** Data to process follows **

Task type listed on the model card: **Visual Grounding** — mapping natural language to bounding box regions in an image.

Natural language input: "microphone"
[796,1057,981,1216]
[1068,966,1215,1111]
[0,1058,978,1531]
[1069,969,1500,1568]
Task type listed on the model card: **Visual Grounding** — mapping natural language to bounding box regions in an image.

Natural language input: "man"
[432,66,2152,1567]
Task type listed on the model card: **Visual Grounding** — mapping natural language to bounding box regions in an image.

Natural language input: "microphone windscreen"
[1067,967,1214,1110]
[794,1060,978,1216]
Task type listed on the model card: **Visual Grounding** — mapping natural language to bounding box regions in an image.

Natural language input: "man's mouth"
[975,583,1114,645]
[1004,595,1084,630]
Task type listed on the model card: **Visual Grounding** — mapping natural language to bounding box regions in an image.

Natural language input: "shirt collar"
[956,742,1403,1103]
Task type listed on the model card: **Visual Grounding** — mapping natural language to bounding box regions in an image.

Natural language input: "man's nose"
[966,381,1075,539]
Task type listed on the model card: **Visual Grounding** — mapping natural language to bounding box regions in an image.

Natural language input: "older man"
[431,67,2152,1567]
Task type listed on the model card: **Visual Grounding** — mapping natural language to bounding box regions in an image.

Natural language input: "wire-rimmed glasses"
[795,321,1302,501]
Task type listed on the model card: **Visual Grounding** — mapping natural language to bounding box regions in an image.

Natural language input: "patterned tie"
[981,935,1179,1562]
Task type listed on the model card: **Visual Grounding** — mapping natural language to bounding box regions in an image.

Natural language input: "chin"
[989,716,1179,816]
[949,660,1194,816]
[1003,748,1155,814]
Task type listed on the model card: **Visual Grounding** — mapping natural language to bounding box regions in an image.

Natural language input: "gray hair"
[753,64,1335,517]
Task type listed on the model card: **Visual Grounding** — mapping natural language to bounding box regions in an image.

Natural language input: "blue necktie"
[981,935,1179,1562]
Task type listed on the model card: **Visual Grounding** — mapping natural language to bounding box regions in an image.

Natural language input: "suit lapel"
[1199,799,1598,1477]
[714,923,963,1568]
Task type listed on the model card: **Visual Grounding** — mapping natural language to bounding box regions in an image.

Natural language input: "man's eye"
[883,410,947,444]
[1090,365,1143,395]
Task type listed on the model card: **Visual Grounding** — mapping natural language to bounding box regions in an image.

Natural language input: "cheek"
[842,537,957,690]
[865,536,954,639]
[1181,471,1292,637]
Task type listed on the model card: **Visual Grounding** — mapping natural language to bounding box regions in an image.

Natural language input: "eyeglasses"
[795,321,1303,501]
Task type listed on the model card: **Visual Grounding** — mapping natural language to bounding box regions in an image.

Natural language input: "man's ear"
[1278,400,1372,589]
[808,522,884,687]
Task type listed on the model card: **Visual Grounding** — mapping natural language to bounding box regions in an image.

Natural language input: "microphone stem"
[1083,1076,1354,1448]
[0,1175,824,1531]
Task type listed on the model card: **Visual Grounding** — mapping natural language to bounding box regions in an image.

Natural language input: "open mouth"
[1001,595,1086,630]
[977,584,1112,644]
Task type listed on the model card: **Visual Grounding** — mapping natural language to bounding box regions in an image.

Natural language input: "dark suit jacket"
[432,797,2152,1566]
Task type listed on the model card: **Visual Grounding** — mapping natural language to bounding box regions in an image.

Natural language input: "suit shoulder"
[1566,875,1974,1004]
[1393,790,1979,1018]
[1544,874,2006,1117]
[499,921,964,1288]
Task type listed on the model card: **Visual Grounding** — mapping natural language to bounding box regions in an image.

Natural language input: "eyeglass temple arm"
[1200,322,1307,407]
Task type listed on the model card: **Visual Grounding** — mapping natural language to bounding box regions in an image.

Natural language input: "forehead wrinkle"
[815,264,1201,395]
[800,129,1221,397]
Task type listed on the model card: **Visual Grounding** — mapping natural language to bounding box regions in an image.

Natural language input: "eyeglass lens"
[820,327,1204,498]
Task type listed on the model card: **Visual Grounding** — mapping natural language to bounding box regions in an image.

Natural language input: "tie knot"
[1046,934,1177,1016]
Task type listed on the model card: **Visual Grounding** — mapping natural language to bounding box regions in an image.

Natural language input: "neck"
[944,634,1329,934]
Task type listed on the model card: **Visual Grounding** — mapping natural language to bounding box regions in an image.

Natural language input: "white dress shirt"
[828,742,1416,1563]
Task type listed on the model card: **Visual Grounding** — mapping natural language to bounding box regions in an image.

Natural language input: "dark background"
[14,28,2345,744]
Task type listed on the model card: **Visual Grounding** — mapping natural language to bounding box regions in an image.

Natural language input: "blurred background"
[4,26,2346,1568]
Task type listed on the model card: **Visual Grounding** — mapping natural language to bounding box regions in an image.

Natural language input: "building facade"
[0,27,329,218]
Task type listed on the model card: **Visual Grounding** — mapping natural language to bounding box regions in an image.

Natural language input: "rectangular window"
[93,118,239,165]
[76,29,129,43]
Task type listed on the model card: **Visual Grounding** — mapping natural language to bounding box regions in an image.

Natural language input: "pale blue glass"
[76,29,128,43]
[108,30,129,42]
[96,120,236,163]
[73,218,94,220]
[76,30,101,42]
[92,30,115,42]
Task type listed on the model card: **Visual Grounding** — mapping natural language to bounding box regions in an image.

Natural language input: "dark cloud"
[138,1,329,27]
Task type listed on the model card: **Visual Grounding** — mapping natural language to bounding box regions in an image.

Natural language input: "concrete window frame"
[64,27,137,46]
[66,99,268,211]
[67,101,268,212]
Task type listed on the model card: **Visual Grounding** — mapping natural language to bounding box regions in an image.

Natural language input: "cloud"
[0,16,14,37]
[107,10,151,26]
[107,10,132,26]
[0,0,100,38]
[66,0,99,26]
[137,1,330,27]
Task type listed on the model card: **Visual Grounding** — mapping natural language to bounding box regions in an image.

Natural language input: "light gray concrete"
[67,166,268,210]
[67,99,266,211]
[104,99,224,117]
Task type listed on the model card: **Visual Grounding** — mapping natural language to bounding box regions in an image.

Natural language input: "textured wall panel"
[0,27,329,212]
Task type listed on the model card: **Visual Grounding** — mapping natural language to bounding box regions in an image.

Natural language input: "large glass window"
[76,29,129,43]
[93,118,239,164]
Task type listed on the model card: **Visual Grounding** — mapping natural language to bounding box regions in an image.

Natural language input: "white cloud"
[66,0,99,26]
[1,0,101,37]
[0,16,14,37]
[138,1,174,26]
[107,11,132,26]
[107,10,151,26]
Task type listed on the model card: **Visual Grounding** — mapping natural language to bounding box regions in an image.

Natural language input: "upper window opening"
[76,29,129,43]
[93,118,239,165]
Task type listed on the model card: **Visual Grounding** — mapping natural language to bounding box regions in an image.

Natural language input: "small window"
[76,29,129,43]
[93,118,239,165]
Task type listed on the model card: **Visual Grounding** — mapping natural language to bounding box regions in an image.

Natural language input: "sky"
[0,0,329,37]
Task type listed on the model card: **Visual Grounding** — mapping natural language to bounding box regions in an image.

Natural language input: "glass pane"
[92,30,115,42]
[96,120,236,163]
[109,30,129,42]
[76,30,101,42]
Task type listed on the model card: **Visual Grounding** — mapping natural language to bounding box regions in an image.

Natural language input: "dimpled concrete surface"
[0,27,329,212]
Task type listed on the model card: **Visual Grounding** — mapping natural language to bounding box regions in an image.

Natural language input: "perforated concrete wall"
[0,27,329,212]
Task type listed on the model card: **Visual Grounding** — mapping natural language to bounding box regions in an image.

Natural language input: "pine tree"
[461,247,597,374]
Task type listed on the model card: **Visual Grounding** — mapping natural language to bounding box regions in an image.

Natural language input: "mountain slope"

** End of Data to process **

[Assignment]
Please reproduce the entire listing, exactly as shown.

[Solution to the exercise]
Task type listed on the model card: **Visual Grounding** — mapping natural language to bounding box regions in an image.

Natural language input: "microphone"
[796,1057,981,1216]
[1068,966,1215,1111]
[0,1058,978,1531]
[1069,969,1500,1568]
Task type listed on the model card: **Visual Grounding** — mapping natural language to bounding box regions in an image.

Natural language input: "man"
[432,66,2152,1567]
Task type listed on the model card: **Visual Grounding** — mapping natural language to bounding box regions in an image.

Natural language input: "microphone windscreen"
[1067,967,1214,1110]
[794,1060,978,1216]
Task type listed on the model card: **Visual Grounding** — mapping natural language to bounding box regions in an image.

Natural language input: "man's mouth"
[975,583,1114,645]
[1004,595,1084,630]
Task type listed on the model card: **Visual Grounding** — mapping natural language to bounding box regions in an image.

Natural language input: "shirt collar"
[956,742,1403,1103]
Task type listed on the model card: **Visual Grounding** — mapping natural language to bounding box regions in an image.

Natural language input: "man's nose"
[966,381,1075,539]
Task type listed on the model card: **Visual Grounding** — mapping natural language to bounding box regions in an image.

Natural language input: "older man"
[431,67,2152,1567]
Task type listed on the model card: **Visual Grounding** — mapping natural language to bounding box regions in an image.

Natural language input: "wire-rimmed glasses"
[795,321,1302,501]
Task type listed on the model card: **Visual Grounding** — mapping natural language to bounding box regions in an image.

Natural language input: "patterned tie"
[981,935,1179,1562]
Task type listed on the model card: **Visual Grounding** — mapping natural language to bounding box regions in an image.

Natural language input: "chin"
[989,716,1179,816]
[949,660,1194,816]
[1003,748,1155,814]
Task type listed on the model card: **Visual Grounding** — mapping natural language to bounding box regions in an image.

Natural language input: "gray hair"
[753,64,1335,517]
Task type listed on the model card: **Visual Grounding** — mapping natural language to bounding box regions in an image.

Natural language input: "blue necktie"
[981,935,1179,1562]
Task type listed on the model card: **Visual Grounding** — mapping natural language to bounding box regions in an image.

Natural language input: "suit lapel"
[1199,799,1598,1477]
[714,923,963,1568]
Task type listed on the model card: **Visual Grounding** — mapping natural language to bounding box regions in an image.

Natural language input: "man's eye"
[883,410,947,444]
[1090,365,1143,395]
Task type listed on the model card: **Visual Grounding** — mapping natural language to bounding box regions in an image.

Natural language input: "cheek"
[842,537,957,690]
[865,536,954,639]
[1181,471,1292,637]
Task type listed on the model card: **Visual Grounding** — mapping natural language to bounding box regions in an image.

Natural language input: "eyeglasses"
[795,321,1303,501]
Task type listed on the model card: **Visual Grounding** — mapping natural language to bounding box regions in an image.

Natural language input: "man's ear"
[1278,400,1372,589]
[808,522,884,687]
Task type listed on the model card: **Visual Grounding** — mapping natural language to bounding box regions in an image.

Natural language input: "microphone stem"
[1083,1076,1354,1448]
[0,1175,824,1531]
Task type listed on the model card: **Visual Grounding** — mapping natural language to bounding box regions in an image.

Natural language input: "open mouth"
[1001,595,1086,630]
[977,584,1112,644]
Task type listed on the model card: **Visual Grounding** — mapping natural language to bounding box regions in an image.

Natural language input: "dark suit jacket"
[432,797,2152,1566]
Task type listed on the model card: **Visual Grounding** — mapping natural language to bounding box regions in an image.

Natural language input: "suit shoulder"
[1566,875,1974,1004]
[1393,790,1979,1018]
[1544,874,2006,1117]
[499,921,964,1288]
Task type listed on the model card: **Visual Grounding** — mapping natural language to bounding box regions in an image.

Natural language input: "eyeglass temple arm"
[1200,322,1307,407]
Task type listed on the model card: **Visual Grounding** — mapping natural language to bounding box regions in an image.

Natural language input: "forehead wrinkle"
[815,264,1201,395]
[800,129,1221,397]
Task type listed on the model card: **Visual Grounding** — mapping natural language to bounding box regions in an image.

Natural language input: "eyeglass lens"
[820,327,1204,498]
Task type listed on the model card: **Visual Grounding** — mapping natural language to bounding box regions in an image.

Natural language input: "tie knot"
[1046,934,1177,1016]
Task type listed on the model card: **Visual Grounding** — mapping natural language to bounding box regions in an image.

Natural language input: "neck"
[944,634,1329,934]
Task type listed on the model card: **Visual Grounding** — mapping natural language to bounding box regions in an image.

Natural language input: "white dress shirt"
[828,742,1416,1563]
Task type listed on the model card: **Visual Grounding** — mapping natural language to bounding box regions in an image.

Natural language input: "dark background"
[14,28,2345,744]
Task type listed on the model card: **Visual Grounding** — mapping natural language to bounding box regions in an image.

Natural language input: "blurred background"
[4,26,2346,1568]
Task type listed on the model card: **Visual Grounding** — mapping natural language to bounding box regions in an image.

Natural language input: "building facade"
[0,27,329,218]
Task type listed on the model card: **Visual Grounding** — mapping natural language to bounding box regions in an image.

Natural language input: "rectangular window"
[93,118,239,165]
[76,29,129,43]
Task type listed on the model card: **Visual Grounding** — mapping natural language to bounding box regions in an image.

Natural language input: "pale blue glass"
[76,29,128,43]
[108,30,129,42]
[96,120,236,163]
[73,218,94,220]
[76,30,101,42]
[92,30,115,42]
Task type listed on the model card: **Visual Grounding** — mapping natural language to bounding box regions in an image.

Natural language input: "dark cloud"
[138,1,329,27]
Task type listed on the model card: **Visual Grounding** — mapping natural language to bounding box regions in an image.

Natural language input: "concrete window frame"
[64,27,137,46]
[66,99,268,211]
[67,101,268,212]
Task type listed on the model card: **Visual Grounding** — mapping natural language to bounding box regions in an image.

Natural language input: "cloud"
[0,16,14,37]
[107,10,151,26]
[107,10,132,26]
[0,0,100,38]
[66,0,99,26]
[137,1,330,27]
Task type listed on the model card: **Visual Grounding** — mapping natural language to bounding box regions in an image.

Natural language input: "light gray concrete"
[67,166,268,210]
[67,99,266,211]
[104,99,224,117]
Task type listed on the model card: **Visual Grounding** — mapping natural language to bounding box regions in an image.

Natural language input: "textured wall panel"
[0,27,329,212]
Task type listed on the model card: **Visual Grounding** — mapping natural language to bounding box regions in an image.

Natural language input: "large glass window"
[76,29,129,43]
[93,118,239,164]
Task type listed on the model card: **Visual Grounding** — mapping natural language to bounding box regions in an image.

Natural language input: "white cloud"
[66,0,99,26]
[1,0,101,37]
[0,16,14,37]
[138,1,174,26]
[107,11,132,26]
[107,10,151,26]
Task type listed on the model card: **Visual Grounding** — mapping natural language to bounding box regions in an image.

Natural language input: "upper window opening"
[76,29,129,43]
[93,118,239,165]
Task type listed on the model card: **Visual Grounding** — mapping natural language to bounding box regions in an image.

Natural language input: "small window"
[76,29,129,43]
[93,118,239,165]
Task type listed on the model card: **Visual Grounding** — mapping natural language to bounding box regions in an image.

Natural language input: "sky"
[0,0,329,37]
Task type listed on the model card: **Visual Grounding** — mapping natural language to bounding box regions in an image.

Natural language input: "glass pane"
[92,30,115,42]
[96,120,236,163]
[109,30,129,42]
[76,30,101,42]
Task type listed on the model card: **Visual Grounding** — mapping natural language to bounding box regions in an image.

Natural language input: "dimpled concrete surface"
[0,27,329,212]
Task type listed on the model card: **Visual Grounding** — mapping natural language to bounding box regions in an image.

Natural language input: "perforated concrete wall"
[0,27,329,212]
Task type listed on the model card: **Visual Grounding** — mapping natural language to bounding box regions in an image.

Natural language input: "pine tree"
[461,247,597,374]
Task type listed on the model card: **Visual Grounding** — mapping natural language to bounding box regions in an image.

Natural language input: "mountain slope"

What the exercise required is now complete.